--- Information shown Enclosed Below ---

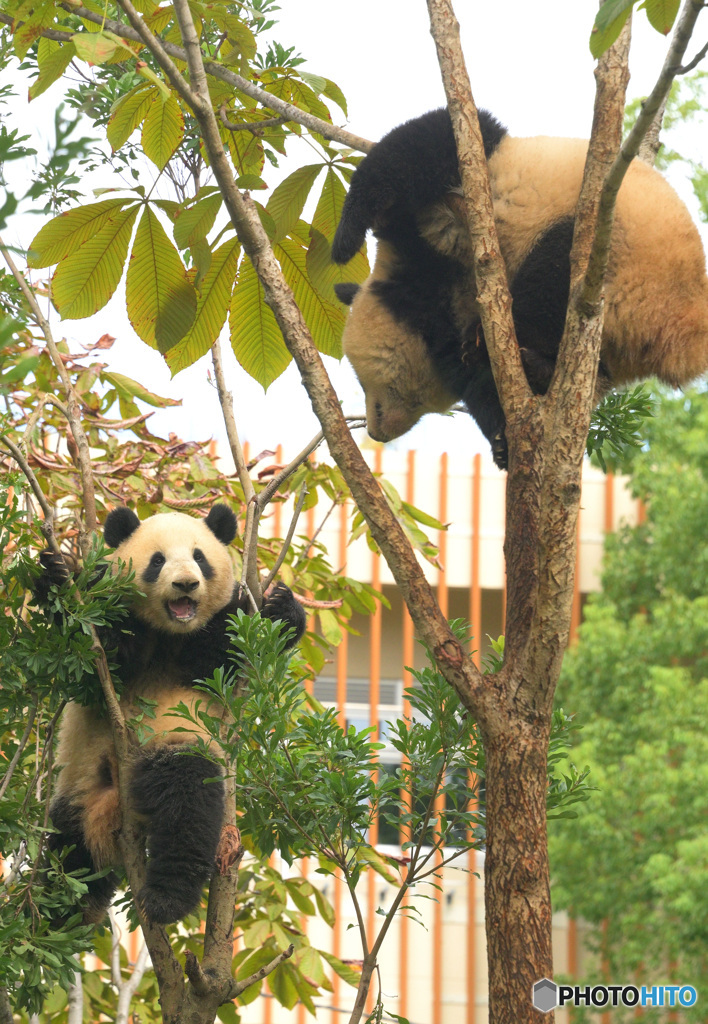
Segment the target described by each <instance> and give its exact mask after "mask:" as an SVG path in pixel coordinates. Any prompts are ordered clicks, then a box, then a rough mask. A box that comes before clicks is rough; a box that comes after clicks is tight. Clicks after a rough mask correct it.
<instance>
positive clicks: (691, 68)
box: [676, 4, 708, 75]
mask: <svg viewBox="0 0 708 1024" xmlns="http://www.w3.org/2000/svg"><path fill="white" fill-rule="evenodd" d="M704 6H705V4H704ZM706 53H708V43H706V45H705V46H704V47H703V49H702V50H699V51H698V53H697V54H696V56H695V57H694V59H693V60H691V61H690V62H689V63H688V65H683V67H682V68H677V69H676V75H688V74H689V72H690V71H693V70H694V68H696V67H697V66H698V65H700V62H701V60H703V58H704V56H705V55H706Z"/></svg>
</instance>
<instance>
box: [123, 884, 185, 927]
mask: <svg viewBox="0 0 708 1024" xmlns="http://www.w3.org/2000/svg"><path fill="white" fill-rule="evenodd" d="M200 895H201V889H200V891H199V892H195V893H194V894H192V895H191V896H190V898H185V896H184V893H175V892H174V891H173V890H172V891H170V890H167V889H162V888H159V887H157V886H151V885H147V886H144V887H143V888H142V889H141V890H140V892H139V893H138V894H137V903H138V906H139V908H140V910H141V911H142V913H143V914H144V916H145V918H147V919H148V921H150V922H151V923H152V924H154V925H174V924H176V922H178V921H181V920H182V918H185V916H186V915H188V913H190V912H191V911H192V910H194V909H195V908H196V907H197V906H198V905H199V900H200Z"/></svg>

--- End of Enclosed Information shown ---
--- Information shown Enclosed Below ---

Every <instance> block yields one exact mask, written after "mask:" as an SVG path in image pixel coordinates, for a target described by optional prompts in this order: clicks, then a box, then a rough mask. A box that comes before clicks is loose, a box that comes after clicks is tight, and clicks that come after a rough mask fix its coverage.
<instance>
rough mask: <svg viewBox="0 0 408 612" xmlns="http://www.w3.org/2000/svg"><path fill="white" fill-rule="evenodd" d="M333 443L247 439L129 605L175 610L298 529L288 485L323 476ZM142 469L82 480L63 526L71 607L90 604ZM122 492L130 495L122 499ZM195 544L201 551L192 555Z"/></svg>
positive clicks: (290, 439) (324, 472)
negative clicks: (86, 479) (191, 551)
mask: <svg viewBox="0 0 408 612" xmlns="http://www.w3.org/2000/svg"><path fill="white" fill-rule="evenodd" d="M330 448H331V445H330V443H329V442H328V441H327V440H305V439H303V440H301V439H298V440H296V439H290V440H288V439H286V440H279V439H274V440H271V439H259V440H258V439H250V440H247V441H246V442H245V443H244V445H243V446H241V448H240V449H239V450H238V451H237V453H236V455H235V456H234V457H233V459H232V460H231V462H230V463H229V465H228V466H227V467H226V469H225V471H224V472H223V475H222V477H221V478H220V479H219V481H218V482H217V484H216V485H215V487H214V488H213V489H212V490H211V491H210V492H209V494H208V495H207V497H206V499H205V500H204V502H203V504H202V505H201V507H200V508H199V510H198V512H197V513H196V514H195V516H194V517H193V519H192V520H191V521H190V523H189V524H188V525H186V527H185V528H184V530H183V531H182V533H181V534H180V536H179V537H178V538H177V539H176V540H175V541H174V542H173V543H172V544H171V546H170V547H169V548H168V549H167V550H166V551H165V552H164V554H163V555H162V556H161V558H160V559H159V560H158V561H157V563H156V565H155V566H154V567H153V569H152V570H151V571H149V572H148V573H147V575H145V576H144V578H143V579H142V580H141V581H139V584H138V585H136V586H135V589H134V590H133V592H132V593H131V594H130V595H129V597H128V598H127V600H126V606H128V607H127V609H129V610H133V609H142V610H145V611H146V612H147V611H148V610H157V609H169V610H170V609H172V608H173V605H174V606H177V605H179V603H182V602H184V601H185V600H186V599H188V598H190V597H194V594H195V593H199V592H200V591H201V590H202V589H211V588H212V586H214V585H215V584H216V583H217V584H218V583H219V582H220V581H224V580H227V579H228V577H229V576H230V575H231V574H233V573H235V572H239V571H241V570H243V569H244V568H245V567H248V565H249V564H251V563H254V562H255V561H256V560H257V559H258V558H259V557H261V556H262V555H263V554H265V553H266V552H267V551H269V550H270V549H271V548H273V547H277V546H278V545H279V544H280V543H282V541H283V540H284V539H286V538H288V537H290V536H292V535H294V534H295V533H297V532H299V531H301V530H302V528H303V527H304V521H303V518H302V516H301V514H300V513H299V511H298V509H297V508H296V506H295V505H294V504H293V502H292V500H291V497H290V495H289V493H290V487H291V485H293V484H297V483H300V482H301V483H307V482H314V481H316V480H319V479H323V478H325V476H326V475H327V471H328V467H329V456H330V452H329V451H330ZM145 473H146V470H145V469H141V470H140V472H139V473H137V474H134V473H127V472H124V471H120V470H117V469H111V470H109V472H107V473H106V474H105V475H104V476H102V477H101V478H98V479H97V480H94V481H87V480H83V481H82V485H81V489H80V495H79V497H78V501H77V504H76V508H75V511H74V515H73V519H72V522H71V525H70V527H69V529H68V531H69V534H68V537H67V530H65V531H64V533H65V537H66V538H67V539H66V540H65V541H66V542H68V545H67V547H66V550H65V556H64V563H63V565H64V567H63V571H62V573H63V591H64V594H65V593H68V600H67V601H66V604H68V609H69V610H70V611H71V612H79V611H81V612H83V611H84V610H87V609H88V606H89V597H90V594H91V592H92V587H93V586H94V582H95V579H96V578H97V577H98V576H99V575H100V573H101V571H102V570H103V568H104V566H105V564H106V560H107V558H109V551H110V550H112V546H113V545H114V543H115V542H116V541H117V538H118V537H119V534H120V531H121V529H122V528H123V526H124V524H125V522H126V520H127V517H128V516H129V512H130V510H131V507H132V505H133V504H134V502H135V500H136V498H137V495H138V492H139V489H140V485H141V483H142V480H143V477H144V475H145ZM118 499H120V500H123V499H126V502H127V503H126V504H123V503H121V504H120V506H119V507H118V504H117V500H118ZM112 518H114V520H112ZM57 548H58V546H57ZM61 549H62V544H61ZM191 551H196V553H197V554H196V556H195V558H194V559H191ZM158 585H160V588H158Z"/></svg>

--- End of Enclosed Information shown ---
--- Information shown Enclosed Below ---

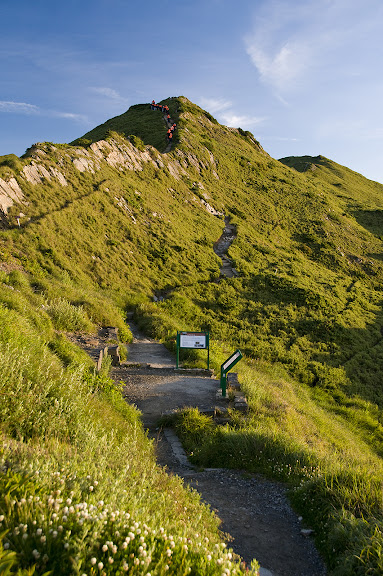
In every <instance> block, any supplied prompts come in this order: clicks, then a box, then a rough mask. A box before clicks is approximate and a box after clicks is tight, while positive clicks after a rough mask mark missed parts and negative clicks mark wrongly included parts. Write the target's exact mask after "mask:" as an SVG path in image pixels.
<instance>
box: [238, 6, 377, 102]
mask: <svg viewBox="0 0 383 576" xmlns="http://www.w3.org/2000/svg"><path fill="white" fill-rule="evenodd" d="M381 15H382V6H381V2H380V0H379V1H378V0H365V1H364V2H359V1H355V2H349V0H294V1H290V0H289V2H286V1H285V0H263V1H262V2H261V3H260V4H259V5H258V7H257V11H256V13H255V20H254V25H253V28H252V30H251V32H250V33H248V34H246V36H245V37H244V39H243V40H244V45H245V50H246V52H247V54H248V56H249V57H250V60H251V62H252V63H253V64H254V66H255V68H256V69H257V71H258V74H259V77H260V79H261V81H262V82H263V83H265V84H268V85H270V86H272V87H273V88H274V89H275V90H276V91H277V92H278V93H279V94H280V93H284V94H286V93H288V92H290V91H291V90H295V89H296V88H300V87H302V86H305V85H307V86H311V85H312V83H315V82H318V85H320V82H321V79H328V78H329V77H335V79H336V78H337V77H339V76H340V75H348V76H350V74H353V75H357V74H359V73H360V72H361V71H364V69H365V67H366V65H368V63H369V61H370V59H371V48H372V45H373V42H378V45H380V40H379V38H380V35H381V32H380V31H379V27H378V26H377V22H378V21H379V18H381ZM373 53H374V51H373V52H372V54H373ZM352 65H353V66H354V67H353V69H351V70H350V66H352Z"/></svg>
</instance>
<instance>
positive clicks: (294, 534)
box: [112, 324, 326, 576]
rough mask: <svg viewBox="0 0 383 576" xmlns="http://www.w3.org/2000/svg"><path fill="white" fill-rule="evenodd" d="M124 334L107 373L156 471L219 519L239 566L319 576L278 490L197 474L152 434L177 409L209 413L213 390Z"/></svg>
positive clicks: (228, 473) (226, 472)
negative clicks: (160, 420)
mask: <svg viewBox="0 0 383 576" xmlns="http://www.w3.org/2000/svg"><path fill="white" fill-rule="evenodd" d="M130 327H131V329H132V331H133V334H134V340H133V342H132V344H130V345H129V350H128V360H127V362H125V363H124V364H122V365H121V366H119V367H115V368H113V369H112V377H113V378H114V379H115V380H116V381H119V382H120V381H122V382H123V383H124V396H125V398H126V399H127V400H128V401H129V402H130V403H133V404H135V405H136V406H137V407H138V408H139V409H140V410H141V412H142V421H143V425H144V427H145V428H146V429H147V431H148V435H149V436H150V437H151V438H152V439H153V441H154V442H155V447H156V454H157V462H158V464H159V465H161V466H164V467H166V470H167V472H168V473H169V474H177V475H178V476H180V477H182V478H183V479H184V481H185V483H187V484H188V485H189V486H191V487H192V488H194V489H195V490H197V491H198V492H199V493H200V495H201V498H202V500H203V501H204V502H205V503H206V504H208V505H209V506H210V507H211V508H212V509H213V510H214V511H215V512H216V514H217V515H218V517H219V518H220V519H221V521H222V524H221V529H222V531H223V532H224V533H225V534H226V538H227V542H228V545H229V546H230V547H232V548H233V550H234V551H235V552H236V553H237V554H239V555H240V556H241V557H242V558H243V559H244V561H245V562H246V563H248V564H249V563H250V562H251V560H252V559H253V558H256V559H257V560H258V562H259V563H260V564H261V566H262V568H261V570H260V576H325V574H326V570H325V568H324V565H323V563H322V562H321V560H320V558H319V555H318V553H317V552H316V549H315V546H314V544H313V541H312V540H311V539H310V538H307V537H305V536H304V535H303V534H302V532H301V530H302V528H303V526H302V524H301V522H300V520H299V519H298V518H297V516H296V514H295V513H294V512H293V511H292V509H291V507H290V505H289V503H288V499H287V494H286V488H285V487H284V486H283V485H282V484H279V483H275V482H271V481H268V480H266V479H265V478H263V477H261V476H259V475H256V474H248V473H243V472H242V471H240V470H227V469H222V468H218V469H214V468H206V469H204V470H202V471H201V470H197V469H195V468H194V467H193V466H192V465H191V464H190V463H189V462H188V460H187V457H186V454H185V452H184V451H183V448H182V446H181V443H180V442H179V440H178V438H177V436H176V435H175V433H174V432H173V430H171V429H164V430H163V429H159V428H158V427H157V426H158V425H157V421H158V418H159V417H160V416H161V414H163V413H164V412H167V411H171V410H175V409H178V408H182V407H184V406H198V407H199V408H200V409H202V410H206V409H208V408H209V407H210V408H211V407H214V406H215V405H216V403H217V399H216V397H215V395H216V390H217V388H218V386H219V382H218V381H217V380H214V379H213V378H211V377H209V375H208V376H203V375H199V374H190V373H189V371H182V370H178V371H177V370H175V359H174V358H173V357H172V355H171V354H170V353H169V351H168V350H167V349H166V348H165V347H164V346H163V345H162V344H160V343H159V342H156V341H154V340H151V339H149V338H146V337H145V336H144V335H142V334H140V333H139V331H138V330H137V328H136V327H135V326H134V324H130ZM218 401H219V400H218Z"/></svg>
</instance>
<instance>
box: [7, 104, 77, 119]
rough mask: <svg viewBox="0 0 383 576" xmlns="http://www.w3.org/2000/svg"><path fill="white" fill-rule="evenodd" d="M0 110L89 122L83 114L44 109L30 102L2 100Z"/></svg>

--- End of Enclosed Information shown ---

■ What you need to do:
Copy the lines of the data above verbatim, starting at the line that contains "334L107 373L156 471L219" and ending at the line that contains "positive clicks: (228, 473) (226, 472)", with both of those lines included.

■ Task response:
rough mask: <svg viewBox="0 0 383 576" xmlns="http://www.w3.org/2000/svg"><path fill="white" fill-rule="evenodd" d="M124 334L107 373L156 471L219 519L239 566L319 576L278 490L197 474L152 434L177 409L209 413L213 390Z"/></svg>
positive clicks: (228, 473) (226, 472)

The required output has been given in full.